— TASK TO COMPLETE —
Arrange all of the entries below as a numbered list, skipping any blank lines. Leave the pictures out of your list.

┌────────

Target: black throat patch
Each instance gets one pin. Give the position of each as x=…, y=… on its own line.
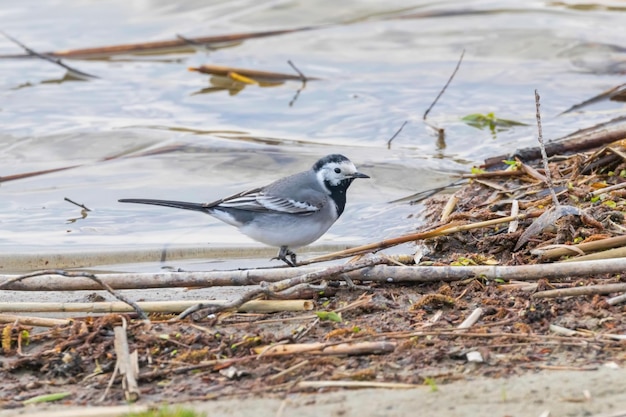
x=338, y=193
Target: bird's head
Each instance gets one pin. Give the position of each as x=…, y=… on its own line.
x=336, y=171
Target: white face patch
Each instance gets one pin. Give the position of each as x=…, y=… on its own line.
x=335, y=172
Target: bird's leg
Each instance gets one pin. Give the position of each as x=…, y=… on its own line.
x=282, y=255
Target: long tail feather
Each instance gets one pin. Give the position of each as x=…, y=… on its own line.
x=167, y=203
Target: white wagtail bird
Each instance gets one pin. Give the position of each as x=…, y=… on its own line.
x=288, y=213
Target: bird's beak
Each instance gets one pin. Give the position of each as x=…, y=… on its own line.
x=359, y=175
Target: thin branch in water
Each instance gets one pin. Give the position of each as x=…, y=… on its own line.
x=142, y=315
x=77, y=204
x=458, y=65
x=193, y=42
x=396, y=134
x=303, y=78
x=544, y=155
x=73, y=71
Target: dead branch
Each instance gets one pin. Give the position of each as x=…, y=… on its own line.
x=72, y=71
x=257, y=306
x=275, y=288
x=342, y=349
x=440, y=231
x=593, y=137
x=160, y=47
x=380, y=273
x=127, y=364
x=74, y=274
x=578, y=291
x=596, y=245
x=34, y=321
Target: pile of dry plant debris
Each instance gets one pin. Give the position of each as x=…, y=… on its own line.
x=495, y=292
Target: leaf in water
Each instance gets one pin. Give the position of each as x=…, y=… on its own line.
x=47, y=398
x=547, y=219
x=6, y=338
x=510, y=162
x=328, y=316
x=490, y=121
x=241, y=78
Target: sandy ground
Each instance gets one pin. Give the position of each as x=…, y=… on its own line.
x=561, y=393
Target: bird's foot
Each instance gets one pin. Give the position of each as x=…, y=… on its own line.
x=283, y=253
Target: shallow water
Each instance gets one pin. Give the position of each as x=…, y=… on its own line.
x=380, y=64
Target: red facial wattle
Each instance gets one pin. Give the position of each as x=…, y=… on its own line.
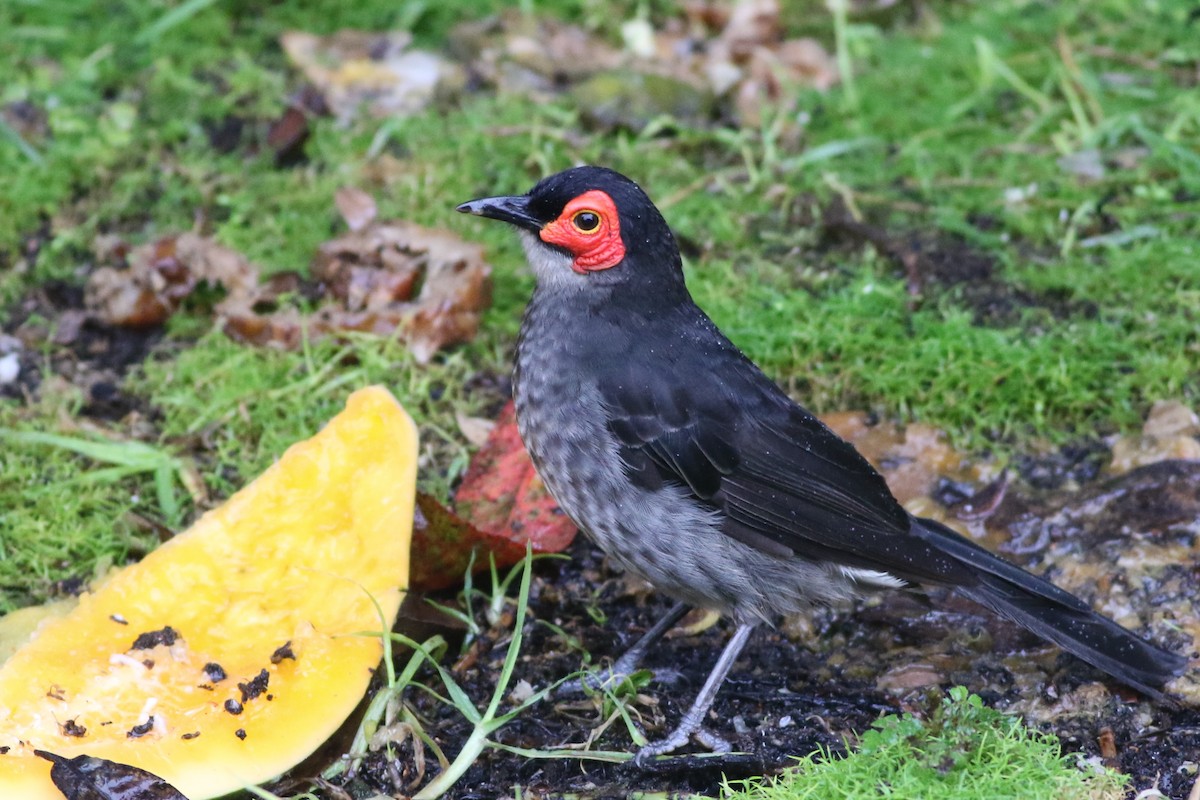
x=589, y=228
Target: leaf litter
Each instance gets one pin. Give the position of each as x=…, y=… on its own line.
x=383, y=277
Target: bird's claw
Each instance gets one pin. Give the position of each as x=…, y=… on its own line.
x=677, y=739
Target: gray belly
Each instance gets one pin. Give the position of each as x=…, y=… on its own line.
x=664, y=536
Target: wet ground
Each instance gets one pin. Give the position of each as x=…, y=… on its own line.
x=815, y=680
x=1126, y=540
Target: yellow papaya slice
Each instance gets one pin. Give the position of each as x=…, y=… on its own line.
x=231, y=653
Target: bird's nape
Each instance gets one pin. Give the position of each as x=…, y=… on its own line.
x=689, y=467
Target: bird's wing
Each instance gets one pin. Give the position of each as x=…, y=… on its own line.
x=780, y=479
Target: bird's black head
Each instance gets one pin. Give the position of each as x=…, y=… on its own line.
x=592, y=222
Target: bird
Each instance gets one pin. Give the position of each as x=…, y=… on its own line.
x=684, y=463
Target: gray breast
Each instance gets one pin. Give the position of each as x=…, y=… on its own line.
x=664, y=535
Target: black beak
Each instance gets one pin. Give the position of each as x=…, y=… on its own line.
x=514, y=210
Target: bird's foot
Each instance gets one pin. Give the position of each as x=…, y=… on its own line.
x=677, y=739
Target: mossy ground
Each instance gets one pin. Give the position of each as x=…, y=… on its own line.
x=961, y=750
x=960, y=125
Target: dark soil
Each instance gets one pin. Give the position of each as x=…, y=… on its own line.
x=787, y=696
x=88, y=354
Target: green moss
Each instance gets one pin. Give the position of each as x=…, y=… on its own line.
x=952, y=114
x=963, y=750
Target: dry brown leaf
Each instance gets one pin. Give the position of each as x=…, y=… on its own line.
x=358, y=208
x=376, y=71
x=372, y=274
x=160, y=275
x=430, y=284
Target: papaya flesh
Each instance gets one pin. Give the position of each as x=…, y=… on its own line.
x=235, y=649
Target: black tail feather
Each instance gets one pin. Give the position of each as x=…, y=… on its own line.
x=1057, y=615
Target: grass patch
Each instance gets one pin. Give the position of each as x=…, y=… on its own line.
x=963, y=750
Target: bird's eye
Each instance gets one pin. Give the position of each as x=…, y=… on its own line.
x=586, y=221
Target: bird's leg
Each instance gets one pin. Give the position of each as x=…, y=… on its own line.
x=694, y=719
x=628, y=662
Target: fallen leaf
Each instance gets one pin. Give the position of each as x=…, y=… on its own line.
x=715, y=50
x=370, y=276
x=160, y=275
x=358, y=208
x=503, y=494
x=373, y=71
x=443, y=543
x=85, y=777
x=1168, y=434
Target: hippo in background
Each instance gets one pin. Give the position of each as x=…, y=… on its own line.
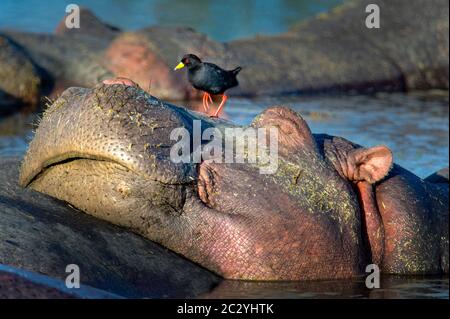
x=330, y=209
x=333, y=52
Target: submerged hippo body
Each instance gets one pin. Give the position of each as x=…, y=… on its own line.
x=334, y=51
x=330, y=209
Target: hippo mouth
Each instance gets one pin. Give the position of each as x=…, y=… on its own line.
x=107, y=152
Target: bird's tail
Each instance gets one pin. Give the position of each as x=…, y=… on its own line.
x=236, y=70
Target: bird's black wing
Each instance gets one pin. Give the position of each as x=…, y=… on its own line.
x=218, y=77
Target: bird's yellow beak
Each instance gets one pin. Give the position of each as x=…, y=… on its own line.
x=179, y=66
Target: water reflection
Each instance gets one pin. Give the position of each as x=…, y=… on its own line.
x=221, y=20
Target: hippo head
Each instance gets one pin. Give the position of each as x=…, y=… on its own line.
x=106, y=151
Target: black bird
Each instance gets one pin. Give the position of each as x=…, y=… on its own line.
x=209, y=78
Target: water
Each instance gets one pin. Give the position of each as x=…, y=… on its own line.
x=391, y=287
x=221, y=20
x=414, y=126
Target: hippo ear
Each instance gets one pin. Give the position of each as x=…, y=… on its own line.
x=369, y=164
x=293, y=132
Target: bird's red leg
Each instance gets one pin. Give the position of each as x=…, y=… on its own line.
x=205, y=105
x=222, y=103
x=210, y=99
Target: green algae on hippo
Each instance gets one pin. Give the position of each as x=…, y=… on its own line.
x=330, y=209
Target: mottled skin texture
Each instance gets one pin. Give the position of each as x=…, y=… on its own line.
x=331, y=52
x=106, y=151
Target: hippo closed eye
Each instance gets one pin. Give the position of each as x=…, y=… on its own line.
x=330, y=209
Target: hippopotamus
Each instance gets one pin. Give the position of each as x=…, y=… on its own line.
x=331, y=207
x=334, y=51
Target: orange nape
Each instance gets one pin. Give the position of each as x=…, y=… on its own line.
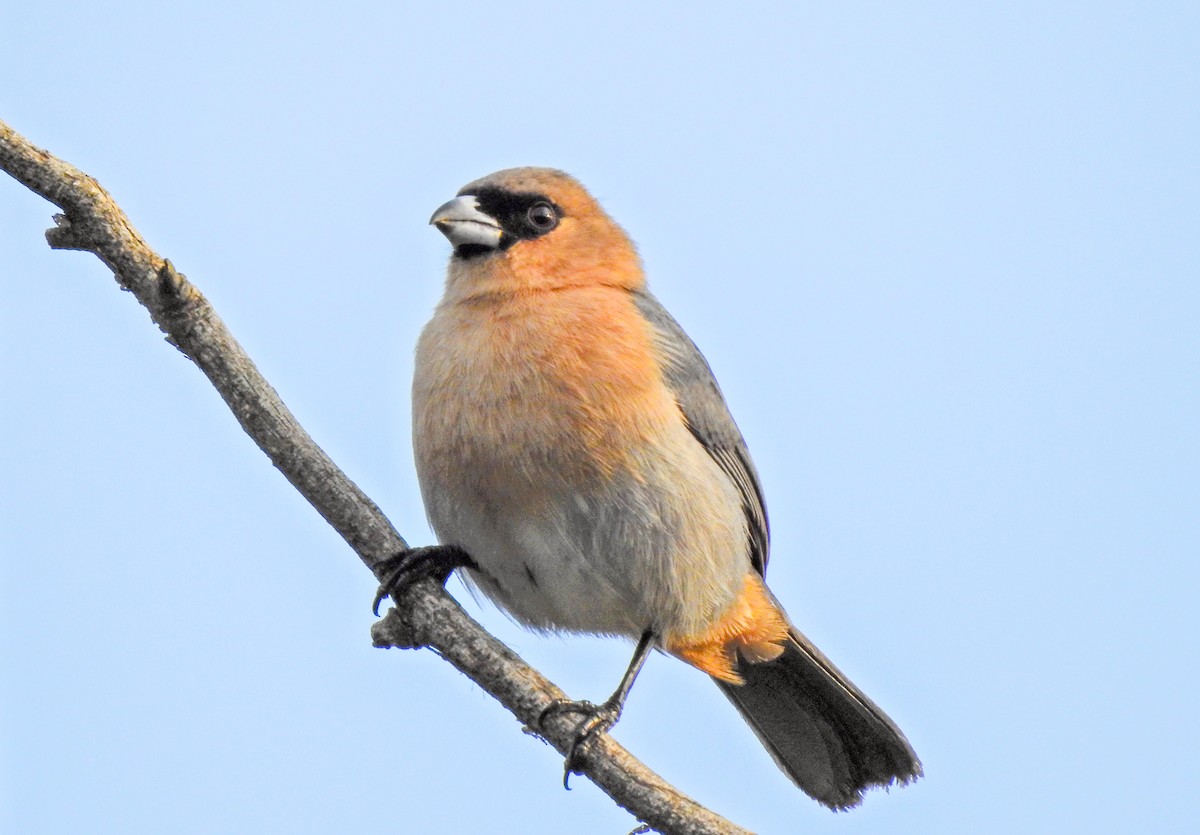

└────────

— RESULT OF THIS EXERCISE —
1. Target: black throat patch
2. Each instance gets one pin. Give the position of each as x=…, y=… on its own line.
3. x=338, y=193
4. Target: bird's head
5. Each instance gets one pin. Give the position of each as x=…, y=… on its own line.
6. x=336, y=171
7. Target: white face patch
8. Each instance gets one pin. Give the position of each as x=…, y=… on its own line.
9. x=335, y=172
10. Target: bird's leg
11. Each instance gets one pin. Give the position of each as x=…, y=… on its own line.
12. x=282, y=255
13. Target: long tail feather
14. Each instance gets one pin. Give the position of each as x=…, y=… on its own line.
15. x=167, y=203
16. Target: white wagtail bird
17. Each instance gets one pin. Give the position of each as x=…, y=… on its own line.
18. x=288, y=213
19. Target: bird's beak
20. Each instance gets one pin. Give the position of each as x=…, y=… on its own line.
21. x=359, y=175
22. Target: thin branch in water
23. Each instance gets one pin. Give the position of each as x=…, y=… on its own line.
24. x=142, y=315
25. x=77, y=204
26. x=458, y=65
27. x=193, y=42
28. x=396, y=134
29. x=303, y=78
30. x=544, y=155
31. x=73, y=71
32. Target: dead branch
33. Each instance gets one pin. Give the position of each as x=…, y=… on its own line.
34. x=72, y=71
35. x=257, y=306
36. x=275, y=288
37. x=342, y=349
38. x=440, y=231
39. x=593, y=137
40. x=160, y=47
41. x=380, y=273
42. x=127, y=364
43. x=74, y=274
44. x=578, y=291
45. x=596, y=245
46. x=34, y=321
47. Target: pile of dry plant debris
48. Each instance gets one pin. Give the position of each as x=…, y=… on its own line.
49. x=495, y=292
50. Target: leaf in water
51. Each instance gets one pin. Give the position of each as x=…, y=… on its own line.
52. x=47, y=398
53. x=547, y=219
54. x=6, y=338
55. x=510, y=162
56. x=328, y=316
57. x=490, y=121
58. x=241, y=78
59. Target: sandy ground
60. Each instance gets one pin. Give the position of each as x=…, y=… on its own line.
61. x=561, y=393
62. Target: bird's foot
63. Each instance gets one pin. Give the position of each as x=…, y=… on its own line.
64. x=283, y=253
65. Target: shallow water
66. Each instance gets one pin. Give the position of each as x=…, y=… on its own line.
67. x=380, y=64
68. Target: red facial wattle
69. Each instance gets one pin. Give the position of each as x=…, y=… on its own line.
70. x=589, y=228
71. Target: leaf litter
72. Each instance gets one pin. Give the position of each as x=…, y=… on its own line.
73. x=383, y=277
74. Target: bird's claw
75. Each instance gets one pin. Give the position of each as x=…, y=… on its own line.
76. x=677, y=739
77. Target: gray belly
78. Each instance gets one pin. Give the position of each as x=…, y=… on its own line.
79. x=664, y=536
80. Target: wet ground
81. Each instance gets one pin. Give the position of each as x=…, y=… on its own line.
82. x=815, y=680
83. x=1126, y=540
84. Target: yellow papaya slice
85. Each instance gets one pin. Give the position of each as x=…, y=… on its own line.
86. x=231, y=653
87. Target: bird's nape
88. Each instance gets one pin. Give the position of each as x=…, y=… on its own line.
89. x=689, y=467
90. Target: bird's wing
91. Each instance gets one pin. Give the position of each as x=…, y=… on its own line.
92. x=780, y=479
93. Target: bird's black head
94. Each instance gets one pin. Give the position of each as x=…, y=… on its own line.
95. x=592, y=222
96. Target: bird
97. Each instance gets one pin. Give the position of each as x=…, y=… on its own line.
98. x=684, y=463
99. Target: gray breast
100. Each instance gets one pin. Give the position of each as x=…, y=… on its own line.
101. x=664, y=535
102. Target: black beak
103. Each instance gets one pin. Give the position of each as x=…, y=… on its own line.
104. x=514, y=210
105. Target: bird's foot
106. Each instance gets one pin. Give the position of each as x=…, y=… on its own line.
107. x=677, y=739
108. Target: mossy ground
109. Each instance gets one pin. Give the position of each as x=…, y=… on its own line.
110. x=961, y=750
111. x=960, y=125
112. Target: dark soil
113. Each instance gets one pin. Give the position of each as x=…, y=… on its own line.
114. x=787, y=696
115. x=88, y=354
116. Target: green moss
117. Each instance gets one pin. Give the position of each as x=…, y=… on its own line.
118. x=952, y=114
119. x=963, y=750
120. Target: dry brown leaf
121. Each instance gets one pin. Give the position of each as x=…, y=… on its own line.
122. x=358, y=208
123. x=376, y=71
124. x=372, y=274
125. x=160, y=275
126. x=430, y=284
127. Target: papaya flesh
128. Each instance gets one pin. Give the position of each as x=…, y=… on its own line.
129. x=235, y=649
130. Target: black tail feather
131. Each instance gets one pin. Give the position of each as x=…, y=… on its own line.
132. x=1057, y=615
133. Target: grass patch
134. Each instance gets one pin. Give the position of each as x=…, y=… on its own line.
135. x=963, y=750
136. Target: bird's eye
137. Each instance gets one pin. Give the position of each as x=…, y=… on its own line.
138. x=586, y=221
139. Target: bird's leg
140. Each instance gets one pin. Give the position of each as x=…, y=… on its own line.
141. x=694, y=719
142. x=628, y=662
143. Target: fallen leaf
144. Each instance gets one pin. Give the position of each as x=…, y=… on its own line.
145. x=715, y=50
146. x=370, y=276
147. x=160, y=275
148. x=358, y=208
149. x=503, y=494
150. x=373, y=71
151. x=443, y=543
152. x=85, y=777
153. x=1168, y=434
154. Target: hippo in background
155. Each instance gets one pin. Give the position of each as x=…, y=… on its own line.
156. x=330, y=209
157. x=333, y=52
158. Target: submerged hippo body
159. Each instance gets one pin. Give the position of each as x=…, y=… on its own line.
160. x=334, y=51
161. x=330, y=209
162. Target: hippo mouth
163. Each instance gets one pin. Give the position of each as x=…, y=… on its own line.
164. x=107, y=152
165. Target: bird's tail
166. Each instance gets one pin. Give the position of each as x=…, y=… on its own line.
167. x=236, y=70
168. Target: bird's black wing
169. Each instance gets one pin. Give the position of each as x=…, y=… on its own line.
170. x=218, y=77
171. Target: bird's yellow beak
172. Each instance gets one pin. Give the position of each as x=…, y=… on its own line.
173. x=179, y=66
174. Target: water reflection
175. Each instance gets one pin. Give the position of each as x=…, y=… on its own line.
176. x=221, y=20
177. Target: hippo head
178. Each instance gets one pin. Give the position of each as x=…, y=… on its own line.
179. x=106, y=151
180. Target: black bird
181. Each instance gets one pin. Give the position of each as x=…, y=… on its own line.
182. x=209, y=78
183. Target: water
184. Each instance gets one pin. Give the position of each as x=…, y=… on its own line.
185. x=391, y=287
186. x=221, y=20
187. x=414, y=126
188. Target: hippo ear
189. Each instance gets one pin. Give the position of each as x=…, y=… on its own line.
190. x=369, y=164
191. x=293, y=132
192. Target: bird's red leg
193. Each instance gets one pin. Give the position of each as x=…, y=… on its own line.
194. x=205, y=105
195. x=222, y=103
196. x=210, y=99
197. Target: green algae on hippo
198. Each instance gets one pin. Give the position of each as x=…, y=… on its own line.
199. x=330, y=209
200. Target: mottled skin texture
201. Each instance gets one pin. Give the position of each as x=…, y=… on its own line.
202. x=331, y=52
203. x=106, y=151
204. Target: hippo closed eye
205. Each instance gets one pin. Give the position of each as x=…, y=… on its own line.
206. x=330, y=209
207. Target: hippopotamus
208. Each instance gets one pin. Give the position of each as x=…, y=… on its own line.
209. x=331, y=207
210. x=334, y=51
211. Target: orange nape
212. Each instance gets one pin. Give the position of each as x=…, y=… on its own line.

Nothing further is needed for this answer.